» **Instructions to follow**:
Leave out the lines before the one with "Could you please indicate the carriage driver"; output that line and all remaining lines of the records exactly.

Dataset entries
________________________________________
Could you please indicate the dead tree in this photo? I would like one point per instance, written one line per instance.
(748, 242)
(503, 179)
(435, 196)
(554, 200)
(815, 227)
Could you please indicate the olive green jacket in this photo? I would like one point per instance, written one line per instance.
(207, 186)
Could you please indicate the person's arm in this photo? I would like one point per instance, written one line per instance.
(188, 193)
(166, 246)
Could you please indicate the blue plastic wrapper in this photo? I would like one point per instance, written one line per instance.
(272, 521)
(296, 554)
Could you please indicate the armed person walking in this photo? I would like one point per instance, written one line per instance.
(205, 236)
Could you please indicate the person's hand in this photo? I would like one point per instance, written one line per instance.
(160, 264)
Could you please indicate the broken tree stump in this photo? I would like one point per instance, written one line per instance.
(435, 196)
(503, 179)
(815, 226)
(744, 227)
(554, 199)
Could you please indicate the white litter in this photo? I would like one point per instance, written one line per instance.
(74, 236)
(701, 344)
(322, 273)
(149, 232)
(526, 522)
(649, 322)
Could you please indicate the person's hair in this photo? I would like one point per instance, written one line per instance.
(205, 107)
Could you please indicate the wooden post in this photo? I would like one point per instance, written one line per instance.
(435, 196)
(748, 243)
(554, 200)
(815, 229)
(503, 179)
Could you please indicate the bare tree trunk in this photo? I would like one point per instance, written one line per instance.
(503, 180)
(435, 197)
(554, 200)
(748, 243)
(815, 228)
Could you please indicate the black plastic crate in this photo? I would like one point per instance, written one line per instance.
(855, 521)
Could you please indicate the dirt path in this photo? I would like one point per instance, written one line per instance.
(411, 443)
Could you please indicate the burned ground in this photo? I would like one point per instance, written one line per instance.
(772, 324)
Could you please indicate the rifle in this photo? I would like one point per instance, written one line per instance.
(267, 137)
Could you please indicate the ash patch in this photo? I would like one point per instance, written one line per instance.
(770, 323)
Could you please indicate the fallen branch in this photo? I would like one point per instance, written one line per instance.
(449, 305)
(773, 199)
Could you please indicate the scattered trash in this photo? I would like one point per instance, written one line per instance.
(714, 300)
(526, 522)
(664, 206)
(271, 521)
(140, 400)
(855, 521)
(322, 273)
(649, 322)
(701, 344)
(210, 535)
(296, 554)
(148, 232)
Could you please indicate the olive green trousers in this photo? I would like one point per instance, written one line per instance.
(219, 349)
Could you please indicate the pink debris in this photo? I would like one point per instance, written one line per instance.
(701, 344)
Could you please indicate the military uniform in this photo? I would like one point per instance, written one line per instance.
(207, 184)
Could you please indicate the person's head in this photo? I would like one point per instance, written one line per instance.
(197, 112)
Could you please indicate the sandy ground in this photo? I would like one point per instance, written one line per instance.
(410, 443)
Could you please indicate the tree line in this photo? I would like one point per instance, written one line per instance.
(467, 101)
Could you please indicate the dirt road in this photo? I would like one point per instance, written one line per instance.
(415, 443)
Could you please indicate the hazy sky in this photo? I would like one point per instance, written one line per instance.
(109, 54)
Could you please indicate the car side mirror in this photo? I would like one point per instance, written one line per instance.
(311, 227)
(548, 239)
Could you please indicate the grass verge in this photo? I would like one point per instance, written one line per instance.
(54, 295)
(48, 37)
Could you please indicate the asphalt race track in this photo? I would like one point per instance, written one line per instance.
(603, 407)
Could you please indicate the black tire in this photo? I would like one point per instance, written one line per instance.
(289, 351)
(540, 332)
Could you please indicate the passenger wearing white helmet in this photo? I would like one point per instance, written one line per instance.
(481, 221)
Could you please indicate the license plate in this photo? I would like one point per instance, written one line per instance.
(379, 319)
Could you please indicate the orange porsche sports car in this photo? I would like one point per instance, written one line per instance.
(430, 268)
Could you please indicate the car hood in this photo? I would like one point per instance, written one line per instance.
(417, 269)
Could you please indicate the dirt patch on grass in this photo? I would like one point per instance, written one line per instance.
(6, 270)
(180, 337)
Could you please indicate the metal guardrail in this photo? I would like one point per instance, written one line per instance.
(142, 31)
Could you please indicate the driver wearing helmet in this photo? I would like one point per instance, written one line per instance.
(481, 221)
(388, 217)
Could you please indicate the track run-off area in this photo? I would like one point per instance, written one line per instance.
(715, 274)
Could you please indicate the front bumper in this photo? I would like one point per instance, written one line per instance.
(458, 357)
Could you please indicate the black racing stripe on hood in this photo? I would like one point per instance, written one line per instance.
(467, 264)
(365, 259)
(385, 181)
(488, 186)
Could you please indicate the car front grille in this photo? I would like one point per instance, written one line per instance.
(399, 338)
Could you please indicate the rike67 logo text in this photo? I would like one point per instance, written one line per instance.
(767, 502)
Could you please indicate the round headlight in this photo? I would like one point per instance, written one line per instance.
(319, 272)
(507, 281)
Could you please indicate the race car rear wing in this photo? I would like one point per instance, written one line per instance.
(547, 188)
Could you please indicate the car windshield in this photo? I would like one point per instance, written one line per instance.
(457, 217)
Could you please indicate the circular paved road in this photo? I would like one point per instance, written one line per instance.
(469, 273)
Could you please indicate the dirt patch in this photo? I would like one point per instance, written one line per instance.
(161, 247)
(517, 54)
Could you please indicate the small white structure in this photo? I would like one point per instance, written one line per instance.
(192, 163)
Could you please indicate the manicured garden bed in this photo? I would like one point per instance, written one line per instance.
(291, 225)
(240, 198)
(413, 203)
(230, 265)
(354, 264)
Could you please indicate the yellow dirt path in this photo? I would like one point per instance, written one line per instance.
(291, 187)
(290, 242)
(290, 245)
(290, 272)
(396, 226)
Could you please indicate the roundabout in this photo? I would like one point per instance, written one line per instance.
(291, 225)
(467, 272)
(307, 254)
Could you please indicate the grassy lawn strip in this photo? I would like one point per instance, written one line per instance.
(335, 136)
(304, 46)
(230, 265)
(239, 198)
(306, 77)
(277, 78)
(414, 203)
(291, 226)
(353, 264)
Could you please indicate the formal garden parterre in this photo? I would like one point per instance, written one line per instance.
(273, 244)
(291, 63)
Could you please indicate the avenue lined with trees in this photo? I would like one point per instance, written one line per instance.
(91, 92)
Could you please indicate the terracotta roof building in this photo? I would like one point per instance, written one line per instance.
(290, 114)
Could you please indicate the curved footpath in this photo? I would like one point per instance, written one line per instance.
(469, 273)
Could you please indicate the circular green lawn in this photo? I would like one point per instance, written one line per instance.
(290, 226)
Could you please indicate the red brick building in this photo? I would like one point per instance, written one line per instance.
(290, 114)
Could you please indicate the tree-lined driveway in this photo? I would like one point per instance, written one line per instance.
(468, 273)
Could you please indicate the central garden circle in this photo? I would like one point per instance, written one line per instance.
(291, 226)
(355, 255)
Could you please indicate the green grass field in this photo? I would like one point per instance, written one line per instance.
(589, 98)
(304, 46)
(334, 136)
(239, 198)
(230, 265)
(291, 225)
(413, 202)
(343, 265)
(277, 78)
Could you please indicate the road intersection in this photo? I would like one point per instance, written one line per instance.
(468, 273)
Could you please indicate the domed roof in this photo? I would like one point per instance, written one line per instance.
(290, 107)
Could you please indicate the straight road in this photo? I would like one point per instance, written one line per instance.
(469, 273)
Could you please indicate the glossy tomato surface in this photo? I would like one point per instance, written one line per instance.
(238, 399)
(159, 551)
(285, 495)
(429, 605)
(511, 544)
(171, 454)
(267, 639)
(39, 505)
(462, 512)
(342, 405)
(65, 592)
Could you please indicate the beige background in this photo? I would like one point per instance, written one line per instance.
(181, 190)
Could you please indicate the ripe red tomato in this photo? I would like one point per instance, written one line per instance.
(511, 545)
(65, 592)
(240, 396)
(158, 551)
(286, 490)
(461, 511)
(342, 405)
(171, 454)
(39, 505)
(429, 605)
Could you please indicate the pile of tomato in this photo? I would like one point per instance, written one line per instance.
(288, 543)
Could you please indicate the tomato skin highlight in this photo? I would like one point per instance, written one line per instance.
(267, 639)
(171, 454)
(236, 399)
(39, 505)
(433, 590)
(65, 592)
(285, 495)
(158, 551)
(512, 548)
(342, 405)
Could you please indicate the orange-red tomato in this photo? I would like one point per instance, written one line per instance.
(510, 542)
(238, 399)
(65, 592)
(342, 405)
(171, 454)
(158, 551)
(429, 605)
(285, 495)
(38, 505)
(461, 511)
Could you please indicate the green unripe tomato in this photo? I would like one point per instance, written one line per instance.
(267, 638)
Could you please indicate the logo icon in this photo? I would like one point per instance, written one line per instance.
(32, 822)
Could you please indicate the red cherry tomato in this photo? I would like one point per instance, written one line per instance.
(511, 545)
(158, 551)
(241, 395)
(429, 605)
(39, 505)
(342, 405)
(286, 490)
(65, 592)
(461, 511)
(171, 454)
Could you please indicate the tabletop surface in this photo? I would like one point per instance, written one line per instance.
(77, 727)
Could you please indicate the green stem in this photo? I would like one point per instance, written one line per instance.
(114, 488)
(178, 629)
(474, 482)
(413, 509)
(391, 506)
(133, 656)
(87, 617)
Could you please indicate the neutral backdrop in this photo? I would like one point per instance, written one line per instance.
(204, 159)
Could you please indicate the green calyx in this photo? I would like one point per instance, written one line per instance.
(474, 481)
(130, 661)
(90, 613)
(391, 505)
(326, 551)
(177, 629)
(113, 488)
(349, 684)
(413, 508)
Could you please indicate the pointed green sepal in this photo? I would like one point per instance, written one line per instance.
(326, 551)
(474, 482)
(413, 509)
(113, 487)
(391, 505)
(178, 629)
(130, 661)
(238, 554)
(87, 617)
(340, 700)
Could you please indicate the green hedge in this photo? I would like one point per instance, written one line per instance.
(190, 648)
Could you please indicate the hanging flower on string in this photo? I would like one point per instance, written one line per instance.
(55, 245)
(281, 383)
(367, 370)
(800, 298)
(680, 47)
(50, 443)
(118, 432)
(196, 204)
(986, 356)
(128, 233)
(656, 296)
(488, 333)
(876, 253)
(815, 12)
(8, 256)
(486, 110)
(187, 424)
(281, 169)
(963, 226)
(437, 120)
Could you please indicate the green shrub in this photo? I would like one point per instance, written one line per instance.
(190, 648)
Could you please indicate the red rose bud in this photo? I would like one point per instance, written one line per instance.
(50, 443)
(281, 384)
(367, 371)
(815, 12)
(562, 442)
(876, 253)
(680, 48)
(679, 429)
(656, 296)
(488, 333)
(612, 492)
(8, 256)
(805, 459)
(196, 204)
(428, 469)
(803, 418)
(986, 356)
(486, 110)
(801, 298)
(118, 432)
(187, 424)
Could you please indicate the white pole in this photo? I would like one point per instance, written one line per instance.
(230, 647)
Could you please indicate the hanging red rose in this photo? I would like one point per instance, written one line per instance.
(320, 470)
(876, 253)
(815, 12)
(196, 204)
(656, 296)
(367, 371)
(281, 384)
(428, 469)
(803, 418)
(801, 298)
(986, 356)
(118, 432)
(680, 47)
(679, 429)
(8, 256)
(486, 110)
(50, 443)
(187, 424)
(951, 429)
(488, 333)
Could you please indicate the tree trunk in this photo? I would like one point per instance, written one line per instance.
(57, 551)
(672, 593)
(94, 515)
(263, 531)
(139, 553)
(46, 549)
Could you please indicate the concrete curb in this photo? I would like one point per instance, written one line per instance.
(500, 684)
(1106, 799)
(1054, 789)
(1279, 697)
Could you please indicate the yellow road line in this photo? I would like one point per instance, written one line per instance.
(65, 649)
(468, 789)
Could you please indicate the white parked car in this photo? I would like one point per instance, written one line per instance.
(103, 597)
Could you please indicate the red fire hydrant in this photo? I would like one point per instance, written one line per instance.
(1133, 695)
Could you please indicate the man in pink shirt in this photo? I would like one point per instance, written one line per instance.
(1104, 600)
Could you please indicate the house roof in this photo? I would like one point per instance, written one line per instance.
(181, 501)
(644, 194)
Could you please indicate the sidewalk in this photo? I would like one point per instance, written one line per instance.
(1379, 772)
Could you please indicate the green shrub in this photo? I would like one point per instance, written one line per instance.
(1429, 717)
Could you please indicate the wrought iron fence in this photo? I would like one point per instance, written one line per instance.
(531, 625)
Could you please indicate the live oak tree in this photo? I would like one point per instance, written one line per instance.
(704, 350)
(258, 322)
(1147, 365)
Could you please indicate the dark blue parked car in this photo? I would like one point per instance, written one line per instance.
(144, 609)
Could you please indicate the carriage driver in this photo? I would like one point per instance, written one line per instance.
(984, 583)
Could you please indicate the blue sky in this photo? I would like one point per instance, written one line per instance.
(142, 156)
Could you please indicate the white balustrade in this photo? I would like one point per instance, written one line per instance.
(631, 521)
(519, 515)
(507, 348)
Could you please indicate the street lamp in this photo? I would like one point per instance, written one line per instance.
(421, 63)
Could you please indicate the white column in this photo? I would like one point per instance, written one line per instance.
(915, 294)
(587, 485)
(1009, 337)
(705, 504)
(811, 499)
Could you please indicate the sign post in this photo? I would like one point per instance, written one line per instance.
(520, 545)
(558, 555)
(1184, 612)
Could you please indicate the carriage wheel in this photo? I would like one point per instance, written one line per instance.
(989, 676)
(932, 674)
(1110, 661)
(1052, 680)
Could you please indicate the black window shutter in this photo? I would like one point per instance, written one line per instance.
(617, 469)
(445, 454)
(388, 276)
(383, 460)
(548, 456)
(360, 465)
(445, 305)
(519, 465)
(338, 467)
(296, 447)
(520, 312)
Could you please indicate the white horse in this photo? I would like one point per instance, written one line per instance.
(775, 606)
________________________________________
» **Response area**:
Could you please indicate the carriage driver in this photo? I would like one point per instance, written one line per instance.
(984, 583)
Could you please indicate the blue sky in this photo? I would like one point per instance, written one line per instance.
(142, 156)
Could you please indicate the white balustrade in this photo? I would like one point per instance, written one line per instance.
(631, 521)
(519, 515)
(507, 348)
Could you please indicate the street lamp in this photo? I would like one point per instance, written one line per instance.
(421, 63)
Could you please indicate the white column in this photo? I would like one point per instance, written one line per instance.
(915, 294)
(587, 485)
(1009, 337)
(705, 504)
(811, 499)
Could you please indicate the sign post in this photo? I would like one point per instance, written one line per instance.
(520, 545)
(558, 555)
(1184, 612)
Could you please indicate the carriage wheel in this photo? I would like one point per instance, written one line per instance.
(989, 676)
(932, 674)
(1110, 661)
(1052, 680)
Could you please indicate the black window shutter in this photo? I would like one point per instance, written one line per instance.
(617, 469)
(445, 454)
(388, 276)
(383, 460)
(548, 456)
(360, 465)
(445, 305)
(519, 465)
(338, 467)
(296, 447)
(520, 312)
Could you please indicate the white horse in this photo? I would like one point per instance, written one line per instance.
(775, 606)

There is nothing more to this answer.